EXTRACT PROVIDED:
[Start of section]

PODELL:Ah, what you recall — what I recall is I must have been about six years old at the time. I used to go into town to get soup at the kosher kitchen, which I think Hoover — a Hoover promoted that kosher kitchen in small towns in Europe, where I would go with a can and they would give you a ladle of soup for each child in the family. Now, since I was the only one, I got one ladle, but I'd bring it home and mama would dilute it with water or maybe with milk, which would stretch it to three. And to give you a flavor of my father, he was a very, very serious man who felt there was nothing — life was not — was not a laughing matter. There's nothing to laugh about in life. It was very, very serious. I didn't really learn to laugh until I got married. [Chuckles] Because my husband was a — was a funny guy. And my mother was also an educated woman who spoke about five languages, who had a beautiful handwriting and who had a beautiful lyric soprano voice and I can't remember their doing it in Europe, but in America we used to get together at an aunt's house and my father and mother would sing. Usually this was on a Saturday. We'd get together at an aunt's house and they would sing cantorial or — or — or Second Avenue things or traditional folk songs, but there was always music in the house.
LEVINE:Uh-huh. In Poland, too?
PODELL:In Poland. Yeah, in Poland, too, there was music in the house. Although my father did not play an instrument, but he — he read music and being a cantor — I can remember there was always music in the house.
LEVINE:Do you know why it was decided you would leave at the particular time that you did?
PODELL:I'm afraid not. But when people ask me why, I always feel in my subconscious that it was done for religious reasons. For freedom of expression and freedom of religion, and that there was no future for educated Jews or any kind of Jews in Poland.
LEVINE:Do you recall what your mother and father told you or what you thought about America before you actually came here?
PODELL:Well, what they knew and what I knew is that one lived freely here and that it was easy to make a living and that Jews were not persecuted. And my father came to America, I think outside the quota because a synagogue had requested him to come as their rabbi.
LEVINE:Oh, so he —
PODELL:And he came I think outside the quota.

[End of section]

WHAT IS EXPECTED:
In the interview excerpt, what reason does Podell give for the father coming to America outside the quota?

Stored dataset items
[Start of section]

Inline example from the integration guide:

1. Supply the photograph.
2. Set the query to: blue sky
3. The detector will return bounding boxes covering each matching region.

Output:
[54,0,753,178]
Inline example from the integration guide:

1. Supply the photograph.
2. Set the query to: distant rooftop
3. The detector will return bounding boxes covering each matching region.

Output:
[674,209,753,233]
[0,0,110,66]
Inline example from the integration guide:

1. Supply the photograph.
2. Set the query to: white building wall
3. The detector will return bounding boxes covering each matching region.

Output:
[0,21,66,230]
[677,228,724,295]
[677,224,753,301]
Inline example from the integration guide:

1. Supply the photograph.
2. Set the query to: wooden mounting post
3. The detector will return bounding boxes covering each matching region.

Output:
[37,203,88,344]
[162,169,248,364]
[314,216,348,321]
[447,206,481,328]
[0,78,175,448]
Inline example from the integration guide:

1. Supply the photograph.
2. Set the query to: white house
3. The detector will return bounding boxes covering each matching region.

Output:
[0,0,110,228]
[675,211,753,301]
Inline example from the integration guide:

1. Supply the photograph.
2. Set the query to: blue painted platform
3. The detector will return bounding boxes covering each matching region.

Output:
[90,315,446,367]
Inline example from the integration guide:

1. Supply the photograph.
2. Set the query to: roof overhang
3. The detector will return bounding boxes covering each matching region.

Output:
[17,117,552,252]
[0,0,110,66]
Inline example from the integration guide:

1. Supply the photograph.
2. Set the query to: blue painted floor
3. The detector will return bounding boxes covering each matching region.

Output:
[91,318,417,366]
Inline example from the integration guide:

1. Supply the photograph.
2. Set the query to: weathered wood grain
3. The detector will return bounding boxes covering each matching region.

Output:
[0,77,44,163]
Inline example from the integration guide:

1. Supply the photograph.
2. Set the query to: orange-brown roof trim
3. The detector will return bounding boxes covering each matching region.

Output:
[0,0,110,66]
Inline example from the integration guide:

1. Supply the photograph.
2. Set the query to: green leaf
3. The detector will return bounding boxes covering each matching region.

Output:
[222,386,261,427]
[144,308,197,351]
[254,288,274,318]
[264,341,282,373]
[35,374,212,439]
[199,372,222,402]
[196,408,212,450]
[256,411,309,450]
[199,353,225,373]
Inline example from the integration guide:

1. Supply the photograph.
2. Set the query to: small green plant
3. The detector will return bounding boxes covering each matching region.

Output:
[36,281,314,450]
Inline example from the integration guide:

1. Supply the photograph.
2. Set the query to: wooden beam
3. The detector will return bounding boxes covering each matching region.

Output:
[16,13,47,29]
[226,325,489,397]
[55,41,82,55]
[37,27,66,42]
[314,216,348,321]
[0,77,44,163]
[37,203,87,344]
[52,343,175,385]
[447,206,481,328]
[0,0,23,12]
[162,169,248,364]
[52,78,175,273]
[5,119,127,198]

[End of section]

TASK SOLUTION:
A synagogue had requested him to come as their rabbi.